* **Point localization data**
——————————

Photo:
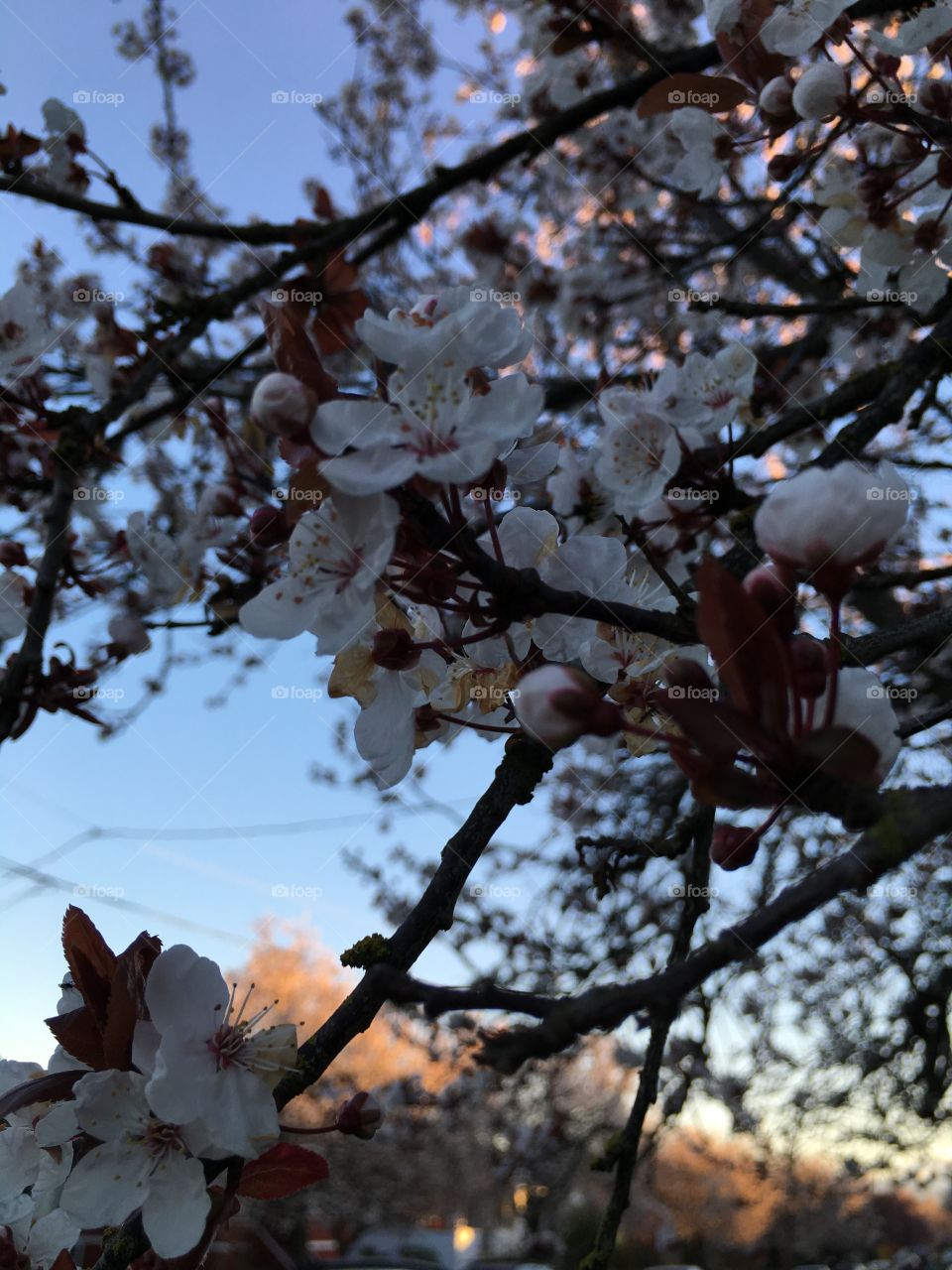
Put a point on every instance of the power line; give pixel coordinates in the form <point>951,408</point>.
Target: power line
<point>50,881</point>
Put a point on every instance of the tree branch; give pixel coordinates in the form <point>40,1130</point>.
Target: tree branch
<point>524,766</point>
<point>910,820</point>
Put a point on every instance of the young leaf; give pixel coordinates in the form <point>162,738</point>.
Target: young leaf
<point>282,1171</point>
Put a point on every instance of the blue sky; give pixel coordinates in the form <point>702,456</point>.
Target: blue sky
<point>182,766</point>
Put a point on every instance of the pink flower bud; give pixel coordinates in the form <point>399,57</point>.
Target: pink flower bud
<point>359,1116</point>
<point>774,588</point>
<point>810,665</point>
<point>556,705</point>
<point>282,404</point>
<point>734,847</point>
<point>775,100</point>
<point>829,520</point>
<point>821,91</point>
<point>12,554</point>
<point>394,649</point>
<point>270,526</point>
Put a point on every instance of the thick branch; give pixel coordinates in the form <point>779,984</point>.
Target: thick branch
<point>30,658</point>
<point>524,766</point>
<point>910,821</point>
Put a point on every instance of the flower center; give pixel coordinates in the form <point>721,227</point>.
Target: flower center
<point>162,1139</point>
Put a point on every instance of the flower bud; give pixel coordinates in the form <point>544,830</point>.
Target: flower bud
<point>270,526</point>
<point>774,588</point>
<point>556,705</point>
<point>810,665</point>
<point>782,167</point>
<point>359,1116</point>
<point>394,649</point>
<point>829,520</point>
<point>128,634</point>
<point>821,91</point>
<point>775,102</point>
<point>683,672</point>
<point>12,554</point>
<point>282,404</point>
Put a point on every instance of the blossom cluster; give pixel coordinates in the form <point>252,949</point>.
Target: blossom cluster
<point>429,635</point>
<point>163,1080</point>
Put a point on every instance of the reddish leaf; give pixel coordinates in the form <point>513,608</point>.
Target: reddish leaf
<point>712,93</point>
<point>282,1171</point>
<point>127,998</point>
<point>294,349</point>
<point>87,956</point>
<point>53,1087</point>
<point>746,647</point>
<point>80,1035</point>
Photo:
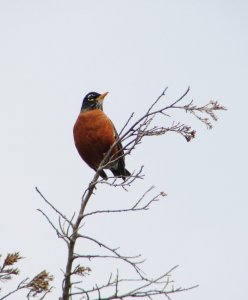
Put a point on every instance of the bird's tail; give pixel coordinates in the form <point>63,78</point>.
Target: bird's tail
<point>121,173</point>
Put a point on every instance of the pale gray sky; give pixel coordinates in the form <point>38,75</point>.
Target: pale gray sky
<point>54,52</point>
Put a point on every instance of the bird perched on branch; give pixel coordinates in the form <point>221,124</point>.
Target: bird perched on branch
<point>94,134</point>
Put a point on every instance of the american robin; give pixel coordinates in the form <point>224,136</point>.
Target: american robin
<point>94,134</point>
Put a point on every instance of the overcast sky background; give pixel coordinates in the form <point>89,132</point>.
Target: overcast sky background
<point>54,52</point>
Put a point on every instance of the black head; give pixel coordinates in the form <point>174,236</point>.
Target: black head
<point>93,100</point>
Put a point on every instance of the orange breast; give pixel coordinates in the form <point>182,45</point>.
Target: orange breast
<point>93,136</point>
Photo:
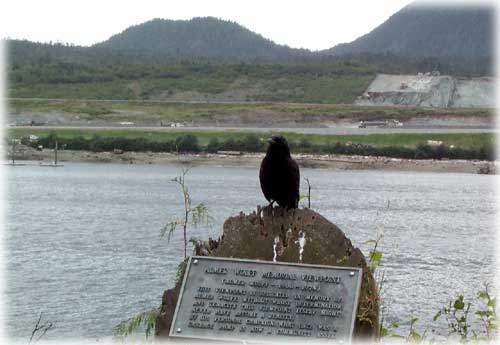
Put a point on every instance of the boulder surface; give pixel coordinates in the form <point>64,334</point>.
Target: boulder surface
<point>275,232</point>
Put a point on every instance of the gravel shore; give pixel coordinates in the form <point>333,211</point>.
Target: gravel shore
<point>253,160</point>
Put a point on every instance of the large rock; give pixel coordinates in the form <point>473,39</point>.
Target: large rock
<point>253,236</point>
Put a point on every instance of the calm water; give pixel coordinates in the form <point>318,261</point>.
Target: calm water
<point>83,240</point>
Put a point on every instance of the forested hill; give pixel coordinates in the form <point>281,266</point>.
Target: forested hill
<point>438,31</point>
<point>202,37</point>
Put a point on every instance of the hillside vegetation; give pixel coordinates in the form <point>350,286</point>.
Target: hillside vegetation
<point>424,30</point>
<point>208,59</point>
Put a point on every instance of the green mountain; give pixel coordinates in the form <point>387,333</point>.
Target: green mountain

——————————

* **Directions for this task**
The answer should hold the lines from the one containing "Put a point on every instance of the calm" through the end of the entries above, set down exactly, with both ends included.

* **Solution to this task**
Put a point on every instance of the calm water; give pixel coordinates in the form <point>318,261</point>.
Target: calm water
<point>83,240</point>
Put a point on every instance of the forested hill; give pixel coordinates in the form <point>281,266</point>.
Target: forested hill
<point>438,31</point>
<point>202,37</point>
Put a point on every instance of the hillside vegetation; give pixel coordinates in the form <point>350,286</point>.
Target: hillside vegetation
<point>424,30</point>
<point>208,59</point>
Put a point on every instance of the green mountain; give pixel coordinates in the form <point>387,333</point>.
Target: green mountain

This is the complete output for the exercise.